明日発売の新刊レビュー
長門知大『将来的に死んでくれ』10万円で性交渉を迫る百合ラブコメ
たまごまご
お金を積んだところで、心が買えると思うなよ
「とりあえず10万円用意してみたの!」
「だから……ね? ヤらせて」
少女が金で友達を買う。「別冊少年マガジン」で連載中の長門知大氏の初連載作品『将来的に死んでくれ』の単行本が4月7日に発売にされる。
お願い振り向いて、触らせて、お金払うから
黒髪のクールな美少女・刑部小槙(おさかべ・こまき)。元気いっぱいの菱川俊(ひしかわ・しゅん)は、小槙のことが好きで好きで仕方がない。
もともと友達同士のふたりだが、今の俊の愛情は「えっちなことしたい」ベクトルに全振り中。「ヤらせて」と大声で連呼していた。
当然受け入れない小槙。暴走気味な彼女の性格を熟知している。
ついに俊は、自分で稼いだ万札を用意。お金で思いを成就しようと企む。
「セックスしよ!」
「ちょっと休んでいかない!?」
「先っぽだけだから!!」
お金の力をブーストに、俊の押しは加速気味。一方小槙の断り方も慣れたもの。
結局今のところ、万札は誰の手にも渡ってない。
俊の性愛
俊の思いは、「友情」からはじまり、「恋愛」を飛び越して、「性愛」として描かれる。
もともと腹を割って話し合えるような(というか俊が気持ちを隠すことができない)関係。その上で、お付き合いの段階を完全に無視して、「セックスしたい」が前面に出っぱなし。
あけっぴろげに「ヤりたい」「ヤらせろ」と言うことで、かえってふたりの関係はドライになっている。
返答をぼかしたり曖昧にせず「NO」と一言で答えられるからだ。
========================================
課題 1
レビュー記事で取り上げられている『将来的に死んでくれ』は、どの雑誌で連載されていますか?
課題 2
リストの先頭から「[(130, 213)]」を含む行までを、空行を除いてMarkdownの表に入れてください。列は「番号」と「内容」の2つにしてください。
このあとのリストは、レビュー記事とは何の関係もありません。
========================================
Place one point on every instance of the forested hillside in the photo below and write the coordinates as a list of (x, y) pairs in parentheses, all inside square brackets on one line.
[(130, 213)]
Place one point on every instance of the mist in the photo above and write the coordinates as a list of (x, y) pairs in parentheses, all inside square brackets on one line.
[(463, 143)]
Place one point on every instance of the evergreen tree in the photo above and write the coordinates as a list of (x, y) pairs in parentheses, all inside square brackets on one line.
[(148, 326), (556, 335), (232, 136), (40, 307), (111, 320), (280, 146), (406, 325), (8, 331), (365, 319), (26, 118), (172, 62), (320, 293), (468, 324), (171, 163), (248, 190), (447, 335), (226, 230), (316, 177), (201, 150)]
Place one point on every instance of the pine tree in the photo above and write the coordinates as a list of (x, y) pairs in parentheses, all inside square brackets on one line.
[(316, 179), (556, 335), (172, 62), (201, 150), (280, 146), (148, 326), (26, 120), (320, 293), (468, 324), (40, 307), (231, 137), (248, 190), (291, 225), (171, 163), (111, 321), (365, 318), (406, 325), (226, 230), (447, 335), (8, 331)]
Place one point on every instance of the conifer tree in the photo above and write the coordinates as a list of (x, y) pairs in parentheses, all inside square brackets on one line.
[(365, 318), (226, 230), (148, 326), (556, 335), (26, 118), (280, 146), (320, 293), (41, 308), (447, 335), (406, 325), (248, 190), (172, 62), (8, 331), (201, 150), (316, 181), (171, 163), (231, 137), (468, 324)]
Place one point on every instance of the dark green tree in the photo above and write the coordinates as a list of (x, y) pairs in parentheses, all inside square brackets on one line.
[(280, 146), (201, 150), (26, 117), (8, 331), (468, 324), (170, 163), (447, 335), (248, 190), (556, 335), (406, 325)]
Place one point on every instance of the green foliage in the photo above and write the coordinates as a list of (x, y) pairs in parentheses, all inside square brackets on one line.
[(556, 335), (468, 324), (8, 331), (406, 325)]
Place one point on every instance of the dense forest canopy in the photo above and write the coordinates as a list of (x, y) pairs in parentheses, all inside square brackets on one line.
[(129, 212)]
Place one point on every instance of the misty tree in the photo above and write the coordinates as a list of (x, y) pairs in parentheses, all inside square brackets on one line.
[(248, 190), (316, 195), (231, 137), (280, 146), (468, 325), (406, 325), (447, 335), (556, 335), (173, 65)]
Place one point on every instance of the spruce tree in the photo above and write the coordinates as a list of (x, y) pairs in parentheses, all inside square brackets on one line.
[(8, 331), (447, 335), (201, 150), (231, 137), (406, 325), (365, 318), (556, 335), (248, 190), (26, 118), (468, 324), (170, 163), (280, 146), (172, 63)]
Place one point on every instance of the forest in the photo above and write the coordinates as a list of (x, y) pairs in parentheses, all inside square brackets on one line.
========================================
解答 1
「別冊少年マガジン」です。

解答 2
| 番号 | 内容 |
|---|---|
| 1 | Place one point on every instance of the forested hillside in the photo below and write the coordinates as a list of (x, y) pairs in parentheses, all inside square brackets on one line. |
| 2 | [(130, 213)] |